Scan the records and identify every line in which the string "laptop" occurs, then return those lines.

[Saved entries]
*** Begin section ***
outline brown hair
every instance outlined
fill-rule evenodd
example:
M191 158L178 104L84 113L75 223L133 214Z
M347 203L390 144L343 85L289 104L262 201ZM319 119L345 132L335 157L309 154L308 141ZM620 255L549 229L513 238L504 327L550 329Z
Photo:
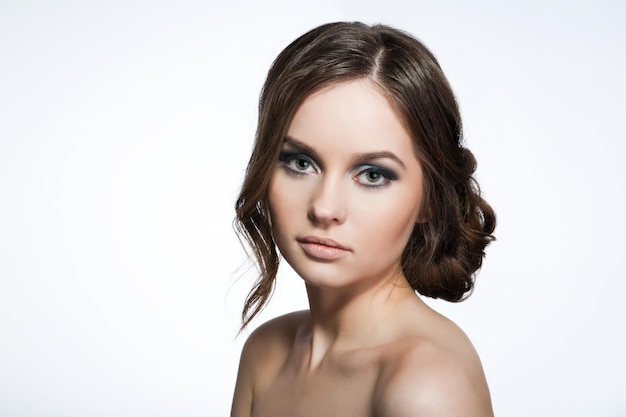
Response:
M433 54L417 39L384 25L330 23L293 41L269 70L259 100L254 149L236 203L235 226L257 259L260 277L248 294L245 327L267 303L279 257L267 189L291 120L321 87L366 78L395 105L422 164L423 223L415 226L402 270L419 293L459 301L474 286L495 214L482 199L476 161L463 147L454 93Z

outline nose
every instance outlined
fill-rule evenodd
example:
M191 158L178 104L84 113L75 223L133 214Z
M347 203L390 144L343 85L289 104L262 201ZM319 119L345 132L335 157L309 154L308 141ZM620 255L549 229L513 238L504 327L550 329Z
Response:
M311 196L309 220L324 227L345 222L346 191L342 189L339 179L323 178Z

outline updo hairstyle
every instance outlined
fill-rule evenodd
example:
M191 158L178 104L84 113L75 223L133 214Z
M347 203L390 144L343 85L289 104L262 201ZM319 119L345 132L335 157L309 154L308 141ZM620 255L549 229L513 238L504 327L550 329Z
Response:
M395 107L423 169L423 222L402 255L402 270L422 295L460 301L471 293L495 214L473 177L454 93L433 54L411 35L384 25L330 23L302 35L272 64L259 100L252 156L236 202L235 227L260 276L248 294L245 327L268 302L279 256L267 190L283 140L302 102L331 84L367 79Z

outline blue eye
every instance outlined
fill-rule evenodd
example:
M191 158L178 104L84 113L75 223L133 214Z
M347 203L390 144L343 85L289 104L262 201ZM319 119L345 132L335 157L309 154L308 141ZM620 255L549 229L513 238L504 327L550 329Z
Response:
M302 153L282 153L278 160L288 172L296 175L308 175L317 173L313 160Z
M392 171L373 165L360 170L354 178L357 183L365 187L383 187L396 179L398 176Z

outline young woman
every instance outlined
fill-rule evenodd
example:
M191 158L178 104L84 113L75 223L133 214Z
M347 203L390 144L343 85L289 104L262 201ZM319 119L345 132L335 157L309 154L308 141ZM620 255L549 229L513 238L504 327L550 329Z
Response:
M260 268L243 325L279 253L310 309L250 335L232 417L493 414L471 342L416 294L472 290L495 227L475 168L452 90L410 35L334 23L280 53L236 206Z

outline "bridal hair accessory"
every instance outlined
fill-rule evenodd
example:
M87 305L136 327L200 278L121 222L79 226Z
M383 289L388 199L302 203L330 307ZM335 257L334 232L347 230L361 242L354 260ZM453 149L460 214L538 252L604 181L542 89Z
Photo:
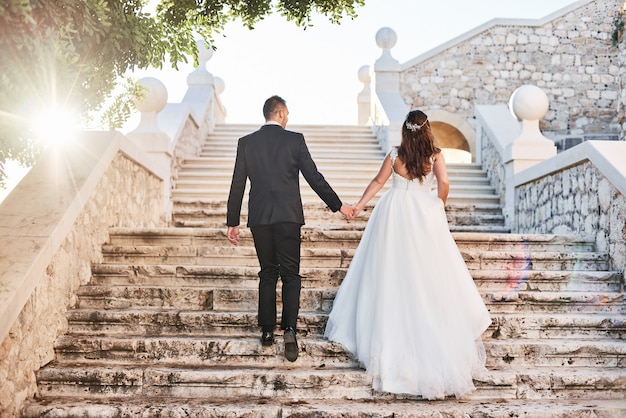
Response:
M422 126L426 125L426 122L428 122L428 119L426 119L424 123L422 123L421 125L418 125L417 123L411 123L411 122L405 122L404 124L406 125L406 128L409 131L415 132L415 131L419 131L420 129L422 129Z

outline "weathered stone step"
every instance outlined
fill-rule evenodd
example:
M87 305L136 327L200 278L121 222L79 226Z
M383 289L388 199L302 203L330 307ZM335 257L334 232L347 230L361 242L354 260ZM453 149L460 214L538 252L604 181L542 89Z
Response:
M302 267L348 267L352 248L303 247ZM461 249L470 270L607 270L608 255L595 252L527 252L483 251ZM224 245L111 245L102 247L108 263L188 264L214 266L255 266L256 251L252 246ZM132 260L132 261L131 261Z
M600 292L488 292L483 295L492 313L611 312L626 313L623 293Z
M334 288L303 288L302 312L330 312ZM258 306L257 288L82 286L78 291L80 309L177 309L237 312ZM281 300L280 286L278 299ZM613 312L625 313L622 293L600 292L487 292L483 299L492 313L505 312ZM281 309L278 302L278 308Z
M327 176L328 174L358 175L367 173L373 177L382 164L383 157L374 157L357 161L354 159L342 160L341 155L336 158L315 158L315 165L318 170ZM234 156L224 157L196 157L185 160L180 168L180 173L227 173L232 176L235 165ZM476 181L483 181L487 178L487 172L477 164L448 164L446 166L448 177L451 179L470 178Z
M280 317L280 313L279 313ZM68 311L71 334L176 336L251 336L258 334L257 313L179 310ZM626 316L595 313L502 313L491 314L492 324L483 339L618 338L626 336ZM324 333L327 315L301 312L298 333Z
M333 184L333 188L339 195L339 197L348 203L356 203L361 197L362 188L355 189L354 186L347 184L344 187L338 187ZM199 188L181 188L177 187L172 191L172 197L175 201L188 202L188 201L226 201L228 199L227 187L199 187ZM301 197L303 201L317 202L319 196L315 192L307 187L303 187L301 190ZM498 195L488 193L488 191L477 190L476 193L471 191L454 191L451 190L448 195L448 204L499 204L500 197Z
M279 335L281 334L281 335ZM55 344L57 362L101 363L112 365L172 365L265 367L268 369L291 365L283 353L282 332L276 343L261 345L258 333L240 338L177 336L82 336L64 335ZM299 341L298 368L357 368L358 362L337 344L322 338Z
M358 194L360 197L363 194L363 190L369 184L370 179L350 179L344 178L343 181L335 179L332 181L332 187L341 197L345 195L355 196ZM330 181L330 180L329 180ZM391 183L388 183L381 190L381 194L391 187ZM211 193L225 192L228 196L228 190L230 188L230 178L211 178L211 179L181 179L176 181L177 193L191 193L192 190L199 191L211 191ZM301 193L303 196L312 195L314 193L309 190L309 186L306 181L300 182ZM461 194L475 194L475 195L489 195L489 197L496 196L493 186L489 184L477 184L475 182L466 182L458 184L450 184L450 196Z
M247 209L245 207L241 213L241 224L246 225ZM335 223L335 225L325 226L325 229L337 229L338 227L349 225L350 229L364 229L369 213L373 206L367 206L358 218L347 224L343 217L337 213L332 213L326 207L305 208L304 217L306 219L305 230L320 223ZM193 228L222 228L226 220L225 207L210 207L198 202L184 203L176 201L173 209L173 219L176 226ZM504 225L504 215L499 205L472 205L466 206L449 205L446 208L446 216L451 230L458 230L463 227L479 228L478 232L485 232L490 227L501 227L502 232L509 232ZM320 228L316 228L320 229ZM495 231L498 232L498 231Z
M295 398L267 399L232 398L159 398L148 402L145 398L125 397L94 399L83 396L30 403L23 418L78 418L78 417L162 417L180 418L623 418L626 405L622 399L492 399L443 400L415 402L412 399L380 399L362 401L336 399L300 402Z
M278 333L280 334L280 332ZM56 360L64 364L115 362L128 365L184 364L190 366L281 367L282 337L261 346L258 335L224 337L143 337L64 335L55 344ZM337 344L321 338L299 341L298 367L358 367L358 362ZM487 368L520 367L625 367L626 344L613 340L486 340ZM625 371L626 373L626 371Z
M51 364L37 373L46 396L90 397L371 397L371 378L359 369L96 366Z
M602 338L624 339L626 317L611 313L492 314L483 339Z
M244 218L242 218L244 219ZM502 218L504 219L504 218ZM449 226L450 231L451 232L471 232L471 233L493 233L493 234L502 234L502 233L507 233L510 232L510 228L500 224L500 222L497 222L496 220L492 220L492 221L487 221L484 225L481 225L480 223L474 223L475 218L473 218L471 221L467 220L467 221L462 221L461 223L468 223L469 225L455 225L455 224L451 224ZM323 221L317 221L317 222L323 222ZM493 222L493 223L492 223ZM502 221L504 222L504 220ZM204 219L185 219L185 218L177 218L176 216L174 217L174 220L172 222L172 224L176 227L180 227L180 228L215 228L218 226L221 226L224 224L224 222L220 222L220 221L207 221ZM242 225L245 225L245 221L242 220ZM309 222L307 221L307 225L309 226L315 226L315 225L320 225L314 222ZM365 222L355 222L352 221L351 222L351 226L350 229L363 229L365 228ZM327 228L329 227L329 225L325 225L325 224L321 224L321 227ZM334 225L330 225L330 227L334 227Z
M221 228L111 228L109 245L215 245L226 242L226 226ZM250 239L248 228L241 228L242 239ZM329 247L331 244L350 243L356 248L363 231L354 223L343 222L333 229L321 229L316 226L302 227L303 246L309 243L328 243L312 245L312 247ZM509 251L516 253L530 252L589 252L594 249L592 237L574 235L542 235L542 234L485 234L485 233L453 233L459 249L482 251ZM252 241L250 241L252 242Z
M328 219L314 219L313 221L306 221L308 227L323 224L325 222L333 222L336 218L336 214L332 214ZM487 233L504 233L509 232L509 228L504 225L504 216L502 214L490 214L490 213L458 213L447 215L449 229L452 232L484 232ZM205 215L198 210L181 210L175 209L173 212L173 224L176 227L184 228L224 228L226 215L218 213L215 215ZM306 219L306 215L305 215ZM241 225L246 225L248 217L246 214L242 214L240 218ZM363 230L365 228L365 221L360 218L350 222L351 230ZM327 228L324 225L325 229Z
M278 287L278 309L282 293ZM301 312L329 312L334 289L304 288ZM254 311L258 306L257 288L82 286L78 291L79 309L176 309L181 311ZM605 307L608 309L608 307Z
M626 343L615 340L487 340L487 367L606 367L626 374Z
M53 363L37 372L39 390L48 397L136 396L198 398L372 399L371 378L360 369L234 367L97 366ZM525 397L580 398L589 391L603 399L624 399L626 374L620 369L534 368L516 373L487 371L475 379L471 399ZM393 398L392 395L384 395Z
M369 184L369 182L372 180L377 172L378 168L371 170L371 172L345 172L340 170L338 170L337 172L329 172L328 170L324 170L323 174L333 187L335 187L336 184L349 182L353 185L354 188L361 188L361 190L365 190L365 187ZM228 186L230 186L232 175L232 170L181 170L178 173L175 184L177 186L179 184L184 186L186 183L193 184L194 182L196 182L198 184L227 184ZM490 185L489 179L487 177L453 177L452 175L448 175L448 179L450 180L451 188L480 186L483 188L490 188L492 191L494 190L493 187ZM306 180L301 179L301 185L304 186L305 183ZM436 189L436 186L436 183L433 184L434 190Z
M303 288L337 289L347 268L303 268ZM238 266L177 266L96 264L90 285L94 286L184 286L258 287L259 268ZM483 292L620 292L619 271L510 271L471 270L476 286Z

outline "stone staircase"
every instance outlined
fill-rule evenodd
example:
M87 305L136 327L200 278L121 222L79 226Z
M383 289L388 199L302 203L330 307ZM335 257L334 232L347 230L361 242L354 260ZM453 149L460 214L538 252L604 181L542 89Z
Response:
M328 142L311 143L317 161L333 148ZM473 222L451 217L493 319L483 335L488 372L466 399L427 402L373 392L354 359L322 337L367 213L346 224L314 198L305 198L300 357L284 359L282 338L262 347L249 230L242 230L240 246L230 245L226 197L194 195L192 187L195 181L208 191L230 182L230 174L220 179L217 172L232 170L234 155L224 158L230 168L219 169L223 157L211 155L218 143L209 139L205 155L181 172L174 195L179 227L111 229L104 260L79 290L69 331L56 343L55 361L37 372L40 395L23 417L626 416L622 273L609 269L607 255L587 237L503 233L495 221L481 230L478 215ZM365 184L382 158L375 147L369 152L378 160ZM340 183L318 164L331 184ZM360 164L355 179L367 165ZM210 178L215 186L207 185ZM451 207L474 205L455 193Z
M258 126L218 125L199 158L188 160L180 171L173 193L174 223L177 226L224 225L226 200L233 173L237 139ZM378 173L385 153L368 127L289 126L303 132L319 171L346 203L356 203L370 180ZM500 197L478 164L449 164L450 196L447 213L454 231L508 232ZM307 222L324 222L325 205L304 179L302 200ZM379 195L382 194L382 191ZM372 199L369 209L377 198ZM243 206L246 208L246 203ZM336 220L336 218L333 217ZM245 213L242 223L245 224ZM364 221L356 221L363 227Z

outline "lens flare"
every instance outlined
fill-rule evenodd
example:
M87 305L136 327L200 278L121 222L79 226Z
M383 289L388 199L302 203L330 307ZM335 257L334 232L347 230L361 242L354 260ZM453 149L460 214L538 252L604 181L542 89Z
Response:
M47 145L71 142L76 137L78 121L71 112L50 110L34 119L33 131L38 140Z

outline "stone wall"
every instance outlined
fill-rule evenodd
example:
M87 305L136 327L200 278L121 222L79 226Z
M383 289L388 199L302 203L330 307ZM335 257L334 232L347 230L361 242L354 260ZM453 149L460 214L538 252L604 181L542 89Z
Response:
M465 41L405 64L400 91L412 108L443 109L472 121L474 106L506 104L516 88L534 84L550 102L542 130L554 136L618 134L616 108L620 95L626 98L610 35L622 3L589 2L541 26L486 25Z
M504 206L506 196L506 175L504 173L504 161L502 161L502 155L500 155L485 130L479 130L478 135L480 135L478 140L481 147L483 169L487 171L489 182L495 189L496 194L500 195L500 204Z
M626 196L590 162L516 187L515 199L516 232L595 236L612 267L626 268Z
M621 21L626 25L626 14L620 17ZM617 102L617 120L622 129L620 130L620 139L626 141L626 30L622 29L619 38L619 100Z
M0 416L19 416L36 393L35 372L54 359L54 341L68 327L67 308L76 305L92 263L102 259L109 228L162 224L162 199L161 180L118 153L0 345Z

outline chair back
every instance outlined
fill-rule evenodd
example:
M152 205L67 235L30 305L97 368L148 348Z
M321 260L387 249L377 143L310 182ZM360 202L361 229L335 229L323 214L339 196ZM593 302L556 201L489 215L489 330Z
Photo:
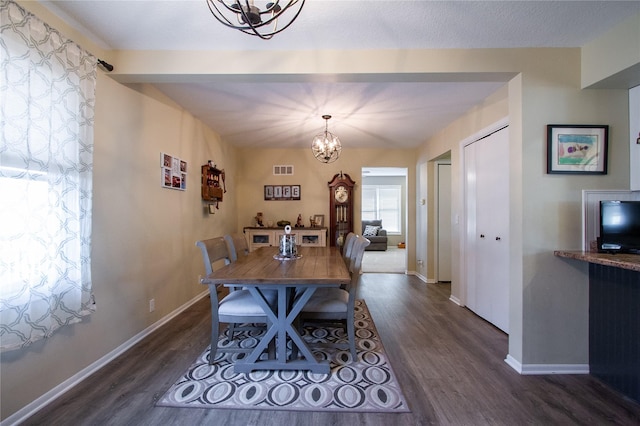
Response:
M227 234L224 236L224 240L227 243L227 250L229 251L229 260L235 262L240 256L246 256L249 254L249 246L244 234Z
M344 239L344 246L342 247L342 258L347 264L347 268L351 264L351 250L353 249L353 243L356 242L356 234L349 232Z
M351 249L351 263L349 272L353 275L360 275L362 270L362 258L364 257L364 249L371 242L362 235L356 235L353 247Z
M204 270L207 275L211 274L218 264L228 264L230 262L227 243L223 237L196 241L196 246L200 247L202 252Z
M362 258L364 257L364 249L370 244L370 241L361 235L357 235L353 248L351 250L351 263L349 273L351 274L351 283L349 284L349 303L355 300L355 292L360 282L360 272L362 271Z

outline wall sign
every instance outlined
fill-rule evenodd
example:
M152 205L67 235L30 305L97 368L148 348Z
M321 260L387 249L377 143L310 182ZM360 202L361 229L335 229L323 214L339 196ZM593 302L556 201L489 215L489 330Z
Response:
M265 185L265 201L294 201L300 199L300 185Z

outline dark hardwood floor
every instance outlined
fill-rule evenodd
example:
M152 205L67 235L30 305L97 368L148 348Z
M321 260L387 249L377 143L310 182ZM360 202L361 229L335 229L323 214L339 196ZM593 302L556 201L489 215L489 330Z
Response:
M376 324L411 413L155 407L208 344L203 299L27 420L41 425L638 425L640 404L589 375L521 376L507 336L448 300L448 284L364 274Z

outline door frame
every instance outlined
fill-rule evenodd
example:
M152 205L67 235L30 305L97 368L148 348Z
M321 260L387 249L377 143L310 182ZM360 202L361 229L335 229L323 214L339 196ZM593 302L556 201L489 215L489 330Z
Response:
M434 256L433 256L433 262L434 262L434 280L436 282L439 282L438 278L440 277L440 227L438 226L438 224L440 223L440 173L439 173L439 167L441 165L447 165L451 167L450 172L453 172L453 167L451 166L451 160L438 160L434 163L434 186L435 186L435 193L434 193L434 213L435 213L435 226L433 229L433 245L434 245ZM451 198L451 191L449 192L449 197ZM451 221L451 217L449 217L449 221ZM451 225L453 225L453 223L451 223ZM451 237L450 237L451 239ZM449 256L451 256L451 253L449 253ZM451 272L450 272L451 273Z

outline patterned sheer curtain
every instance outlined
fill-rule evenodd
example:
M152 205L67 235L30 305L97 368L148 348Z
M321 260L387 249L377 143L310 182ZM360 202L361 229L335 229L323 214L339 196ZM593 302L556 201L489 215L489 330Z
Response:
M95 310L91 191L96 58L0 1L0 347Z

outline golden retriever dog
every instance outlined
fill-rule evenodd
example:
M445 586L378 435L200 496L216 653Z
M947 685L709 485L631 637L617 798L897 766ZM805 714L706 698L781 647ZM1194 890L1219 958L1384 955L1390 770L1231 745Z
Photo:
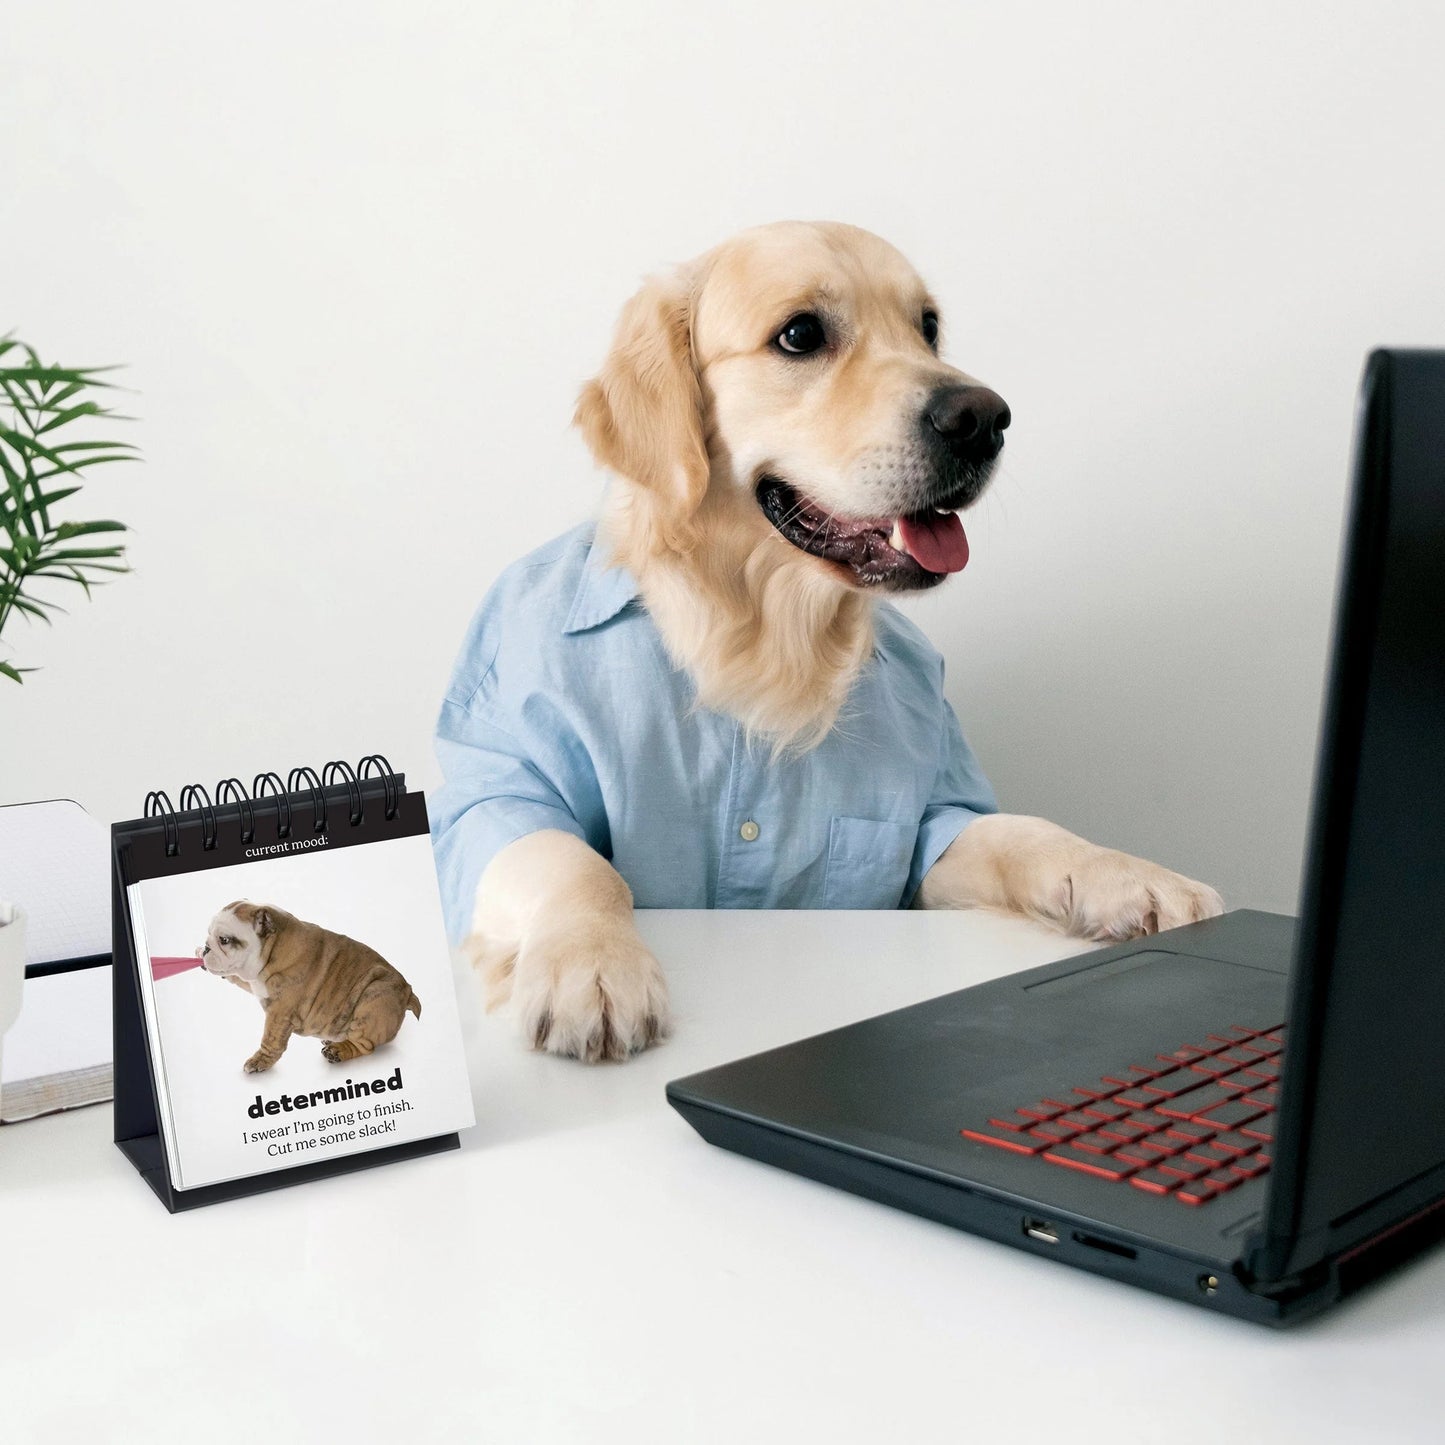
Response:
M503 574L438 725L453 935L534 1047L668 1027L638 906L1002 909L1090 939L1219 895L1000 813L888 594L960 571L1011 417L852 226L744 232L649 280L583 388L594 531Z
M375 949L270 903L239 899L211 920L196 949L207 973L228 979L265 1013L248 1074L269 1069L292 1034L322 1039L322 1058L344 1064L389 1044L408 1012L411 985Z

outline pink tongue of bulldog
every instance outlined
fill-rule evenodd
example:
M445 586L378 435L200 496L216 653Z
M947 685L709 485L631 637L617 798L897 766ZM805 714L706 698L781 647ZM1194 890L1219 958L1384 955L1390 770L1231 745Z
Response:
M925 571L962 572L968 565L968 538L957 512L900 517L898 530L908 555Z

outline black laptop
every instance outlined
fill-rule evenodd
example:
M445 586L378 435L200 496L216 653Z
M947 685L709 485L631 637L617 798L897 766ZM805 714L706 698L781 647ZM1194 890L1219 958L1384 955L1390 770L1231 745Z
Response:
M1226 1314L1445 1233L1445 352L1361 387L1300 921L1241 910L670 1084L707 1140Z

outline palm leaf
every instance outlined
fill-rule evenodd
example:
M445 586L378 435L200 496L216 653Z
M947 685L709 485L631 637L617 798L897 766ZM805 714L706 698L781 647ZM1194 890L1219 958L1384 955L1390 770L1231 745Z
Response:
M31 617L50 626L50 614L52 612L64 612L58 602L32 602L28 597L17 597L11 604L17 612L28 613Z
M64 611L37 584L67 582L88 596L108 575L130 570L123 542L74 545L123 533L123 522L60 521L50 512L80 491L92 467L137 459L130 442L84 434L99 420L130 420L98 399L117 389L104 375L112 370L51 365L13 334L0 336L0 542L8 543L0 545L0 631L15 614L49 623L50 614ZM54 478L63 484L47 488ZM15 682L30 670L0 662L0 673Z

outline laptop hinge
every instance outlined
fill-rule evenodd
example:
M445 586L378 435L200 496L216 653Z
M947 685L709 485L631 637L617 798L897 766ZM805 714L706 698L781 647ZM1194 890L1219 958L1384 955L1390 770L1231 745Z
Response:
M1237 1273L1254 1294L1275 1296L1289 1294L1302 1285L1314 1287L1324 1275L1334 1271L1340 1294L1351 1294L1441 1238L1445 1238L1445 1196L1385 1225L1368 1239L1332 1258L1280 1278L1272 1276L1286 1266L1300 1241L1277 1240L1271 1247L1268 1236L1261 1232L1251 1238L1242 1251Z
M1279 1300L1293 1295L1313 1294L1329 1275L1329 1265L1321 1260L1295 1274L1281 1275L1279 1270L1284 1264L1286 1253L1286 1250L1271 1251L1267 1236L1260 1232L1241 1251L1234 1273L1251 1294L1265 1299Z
*** End section ***
Response to the exercise
outline black laptop
outline laptop hinge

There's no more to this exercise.